▶ **Records for this exercise**

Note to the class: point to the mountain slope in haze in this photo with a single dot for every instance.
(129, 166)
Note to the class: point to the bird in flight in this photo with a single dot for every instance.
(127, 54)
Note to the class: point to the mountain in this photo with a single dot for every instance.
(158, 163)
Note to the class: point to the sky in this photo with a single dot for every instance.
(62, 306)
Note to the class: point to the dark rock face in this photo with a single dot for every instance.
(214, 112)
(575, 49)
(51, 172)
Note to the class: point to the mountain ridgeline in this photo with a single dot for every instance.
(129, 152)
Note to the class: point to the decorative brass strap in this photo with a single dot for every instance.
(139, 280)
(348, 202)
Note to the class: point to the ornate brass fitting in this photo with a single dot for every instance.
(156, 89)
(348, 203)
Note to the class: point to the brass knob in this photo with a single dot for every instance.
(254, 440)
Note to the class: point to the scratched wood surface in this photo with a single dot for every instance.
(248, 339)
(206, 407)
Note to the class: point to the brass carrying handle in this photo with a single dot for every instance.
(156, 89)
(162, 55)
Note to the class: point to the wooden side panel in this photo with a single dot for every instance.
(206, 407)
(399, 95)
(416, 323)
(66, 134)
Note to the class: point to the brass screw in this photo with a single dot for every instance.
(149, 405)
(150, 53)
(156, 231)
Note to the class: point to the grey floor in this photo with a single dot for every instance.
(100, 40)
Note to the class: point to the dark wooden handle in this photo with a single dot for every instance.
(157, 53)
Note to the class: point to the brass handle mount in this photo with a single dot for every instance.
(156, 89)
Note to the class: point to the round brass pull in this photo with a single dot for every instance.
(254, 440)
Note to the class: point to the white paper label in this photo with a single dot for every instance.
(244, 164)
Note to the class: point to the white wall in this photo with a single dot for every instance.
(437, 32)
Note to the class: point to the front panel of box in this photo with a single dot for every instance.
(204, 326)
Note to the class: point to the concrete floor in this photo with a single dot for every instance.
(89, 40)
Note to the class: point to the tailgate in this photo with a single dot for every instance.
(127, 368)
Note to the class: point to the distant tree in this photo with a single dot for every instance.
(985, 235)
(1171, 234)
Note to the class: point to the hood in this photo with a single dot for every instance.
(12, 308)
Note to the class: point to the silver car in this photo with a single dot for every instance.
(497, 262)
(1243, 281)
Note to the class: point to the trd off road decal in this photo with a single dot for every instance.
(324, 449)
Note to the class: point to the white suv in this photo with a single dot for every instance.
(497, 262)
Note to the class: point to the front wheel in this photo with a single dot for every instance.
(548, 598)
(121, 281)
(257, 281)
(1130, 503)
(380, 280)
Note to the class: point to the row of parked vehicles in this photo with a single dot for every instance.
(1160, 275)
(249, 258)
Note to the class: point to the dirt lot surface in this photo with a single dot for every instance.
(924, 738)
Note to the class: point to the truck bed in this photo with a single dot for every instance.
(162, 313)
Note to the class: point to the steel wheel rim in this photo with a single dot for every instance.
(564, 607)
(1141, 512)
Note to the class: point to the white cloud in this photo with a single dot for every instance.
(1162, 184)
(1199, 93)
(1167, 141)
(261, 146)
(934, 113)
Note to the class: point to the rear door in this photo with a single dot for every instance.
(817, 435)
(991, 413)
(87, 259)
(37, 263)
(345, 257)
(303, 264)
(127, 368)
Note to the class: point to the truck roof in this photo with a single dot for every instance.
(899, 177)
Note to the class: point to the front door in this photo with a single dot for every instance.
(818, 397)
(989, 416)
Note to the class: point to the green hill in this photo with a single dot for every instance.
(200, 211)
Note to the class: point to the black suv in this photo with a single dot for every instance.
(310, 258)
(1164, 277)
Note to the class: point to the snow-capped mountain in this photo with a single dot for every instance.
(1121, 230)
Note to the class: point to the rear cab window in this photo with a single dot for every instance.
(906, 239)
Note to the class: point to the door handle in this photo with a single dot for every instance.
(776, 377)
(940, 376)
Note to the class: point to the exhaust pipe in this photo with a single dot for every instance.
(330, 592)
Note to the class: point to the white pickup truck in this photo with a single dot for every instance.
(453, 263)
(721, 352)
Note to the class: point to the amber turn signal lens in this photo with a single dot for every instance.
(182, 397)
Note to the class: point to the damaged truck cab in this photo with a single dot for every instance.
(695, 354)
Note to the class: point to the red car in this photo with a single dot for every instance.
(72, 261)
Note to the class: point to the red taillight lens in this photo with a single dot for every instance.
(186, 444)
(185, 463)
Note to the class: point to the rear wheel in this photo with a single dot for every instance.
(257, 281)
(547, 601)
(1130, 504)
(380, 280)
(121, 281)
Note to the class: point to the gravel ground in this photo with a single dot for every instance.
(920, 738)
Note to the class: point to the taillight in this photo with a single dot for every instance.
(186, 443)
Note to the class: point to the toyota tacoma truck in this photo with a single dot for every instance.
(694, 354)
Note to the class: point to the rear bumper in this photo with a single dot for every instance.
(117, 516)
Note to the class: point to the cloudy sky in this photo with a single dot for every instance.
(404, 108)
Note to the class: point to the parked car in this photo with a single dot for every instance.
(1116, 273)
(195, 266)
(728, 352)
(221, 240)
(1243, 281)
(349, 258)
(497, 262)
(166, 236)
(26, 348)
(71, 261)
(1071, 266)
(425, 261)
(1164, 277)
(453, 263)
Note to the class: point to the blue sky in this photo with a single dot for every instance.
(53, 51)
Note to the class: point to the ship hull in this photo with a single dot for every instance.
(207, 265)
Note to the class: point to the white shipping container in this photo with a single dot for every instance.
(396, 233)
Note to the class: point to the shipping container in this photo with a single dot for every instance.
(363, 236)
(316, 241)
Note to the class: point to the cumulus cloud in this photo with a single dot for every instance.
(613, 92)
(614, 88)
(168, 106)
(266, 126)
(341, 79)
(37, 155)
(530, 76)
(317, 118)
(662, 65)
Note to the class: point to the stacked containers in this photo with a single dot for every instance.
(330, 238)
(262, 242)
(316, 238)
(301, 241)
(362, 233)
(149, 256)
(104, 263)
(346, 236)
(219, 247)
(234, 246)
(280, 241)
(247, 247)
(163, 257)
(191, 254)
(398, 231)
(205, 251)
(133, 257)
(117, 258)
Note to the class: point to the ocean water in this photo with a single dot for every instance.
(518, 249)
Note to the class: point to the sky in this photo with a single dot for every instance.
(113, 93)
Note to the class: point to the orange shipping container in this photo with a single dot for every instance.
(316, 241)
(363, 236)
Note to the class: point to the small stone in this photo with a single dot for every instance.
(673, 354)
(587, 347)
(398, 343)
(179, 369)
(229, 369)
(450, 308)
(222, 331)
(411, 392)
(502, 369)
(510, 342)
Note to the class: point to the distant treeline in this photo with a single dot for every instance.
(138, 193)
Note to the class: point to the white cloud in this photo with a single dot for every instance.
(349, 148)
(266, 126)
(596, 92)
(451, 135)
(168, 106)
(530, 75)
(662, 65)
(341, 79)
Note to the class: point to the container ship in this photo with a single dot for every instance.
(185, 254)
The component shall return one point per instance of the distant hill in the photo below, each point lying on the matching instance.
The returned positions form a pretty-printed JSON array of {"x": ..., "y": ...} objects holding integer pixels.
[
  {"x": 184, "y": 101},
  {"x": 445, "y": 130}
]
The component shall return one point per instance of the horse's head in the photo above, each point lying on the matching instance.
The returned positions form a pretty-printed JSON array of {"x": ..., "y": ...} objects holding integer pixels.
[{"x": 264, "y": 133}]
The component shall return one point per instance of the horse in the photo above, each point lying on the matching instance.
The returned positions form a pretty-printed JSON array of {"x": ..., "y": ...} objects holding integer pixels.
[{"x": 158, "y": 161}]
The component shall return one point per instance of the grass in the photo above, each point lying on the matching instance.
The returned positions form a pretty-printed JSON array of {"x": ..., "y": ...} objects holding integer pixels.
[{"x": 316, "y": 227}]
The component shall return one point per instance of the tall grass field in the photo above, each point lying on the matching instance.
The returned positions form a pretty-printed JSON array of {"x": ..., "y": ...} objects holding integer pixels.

▶ **Requirement**
Copy out each line of the records above that includes "shall".

▶ **Result for this exercise**
The component shall return one point per instance of the distant hill in the photo below, each point lying on the matching instance.
The component shall return one point per instance of the horse's head in the photo above, each point lying on the matching instance.
The component shall return one point per instance of the horse in the photo above, each point lying on the matching instance.
The component shall return one point per instance of the grass in the photo above, each point lying on the matching instance.
The component shall return one point per instance of the tall grass field in the photo above, each point lying on the matching instance.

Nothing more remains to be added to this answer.